Texte à lire >>
Clivage entre psyché et politique
Il semble qu’on observe au fil des dernières décennies une forme de clivage entre engagement politique et exploration psychique, ce qui n’a pas toujours été le cas.
Un peu d’histoire
Ainsi Wilhelm Reich était particulièrement intéressé par ce qu’il identifiait comme la vitalité des classes populaires, jusqu’à ce qu’il doive fuir le nazisme et se réfugier aux États-Unis, où le maccarthysme finira par l’enfermer puis l’éliminer.
Il faut également rappeler le courant de la psychiatrie et psychothérapie dite « institutionnelle », considérant chaque acteur, souffrants, soignants, cuisinier, jardinier, etc., comme partie prenante du système global et susceptible de l’enrichir, qui fut développé à Saint-Alban pendant l’occupation par François Tosquelles et Lucien Bonnafé, puis en Italie par Franco Basaglia, et promu par Roger Gentis, Jean Oury, Félix Guattari et bien d’autres. Ce courant a certes été largement laminé par la gestion libérale du « soin », mais aussi par les expressions spectaculaires de certains grands rhéteurs du champ psy, qu’il était de bon ton de citer dans les soirées. Il a encore toutefois quelques représentants discrets qui poursuivent un travail subtil, malgré les attributions de « non-consensualité » de la part des instances sanitaires qui tentent de le marginaliser.
Antoinette Fouque inspirera la tendance « Psychanalyse et politique » au sein du MLF, mais peu de gens se rappellent aujourd’hui de cette période prolifique à la suite de 1968.

Travail à faire >>
1. Dans le texte sur la psyché et la politique, recopiez le passage allant de « Clivage entre psyché » jusqu'à « été le cas. » inclus, en substituant « années » à « décennies ».
2. Traduisez en anglais, s'il vous plaît, cette phrase du texte sur la psyché et la politique : « Antoinette Fouque inspirera la tendance « Psychanalyse et politique » au sein du MLF, mais peu de gens se rappellent aujourd’hui de cette période prolifique à la suite de 1968. »

Données disponibles >>
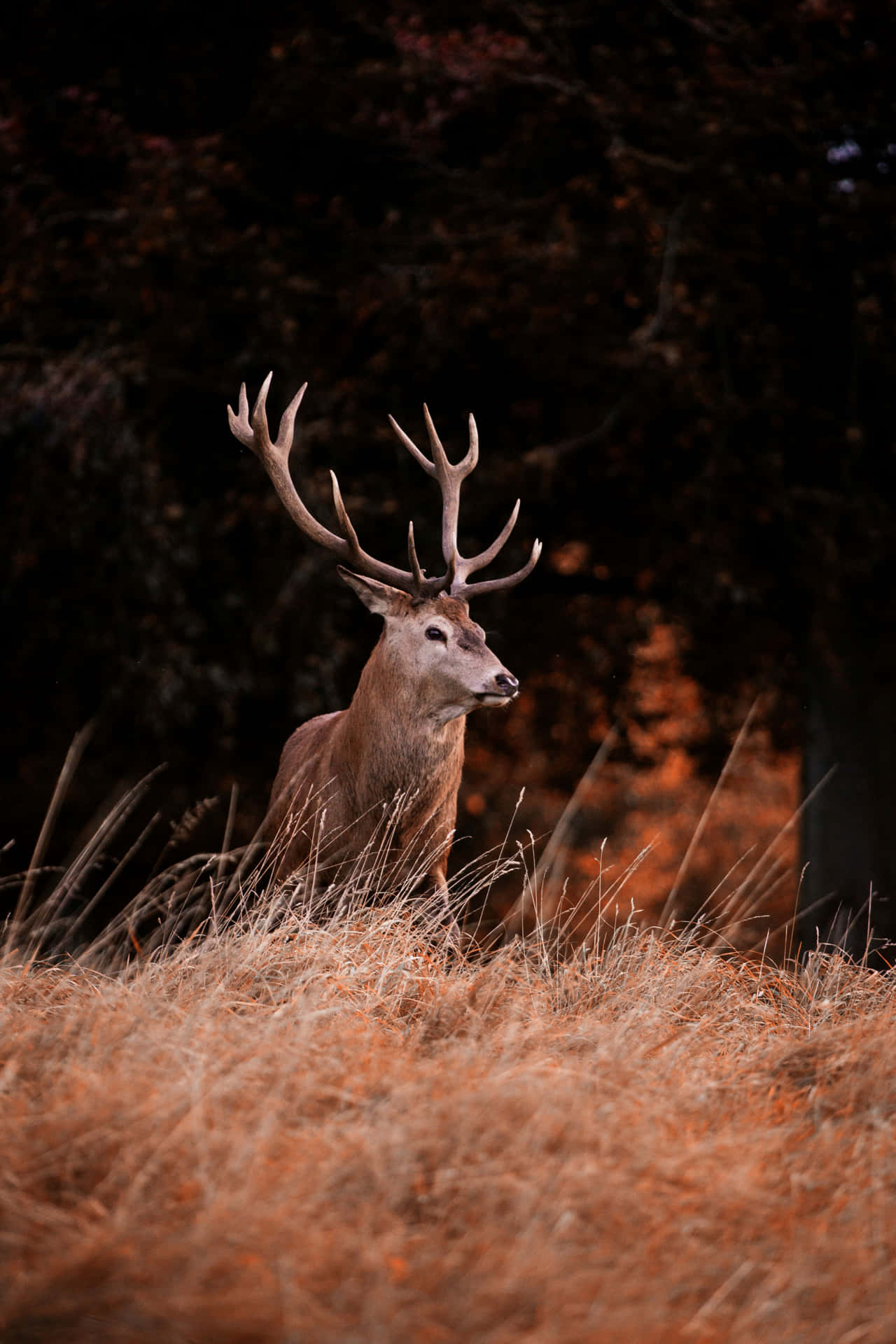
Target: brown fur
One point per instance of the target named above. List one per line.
(402, 738)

Réponses par tâche >>
1.
Clivage entre psyché et politique
Il semble qu’on observe au fil des dernières années une forme de clivage entre engagement politique et exploration psychique, ce qui n’a pas toujours été le cas.

2. Antoinette Fouque would inspire the "Psychoanalysis and Politics" tendency within the MLF, but few people today remember that prolific period following 1968.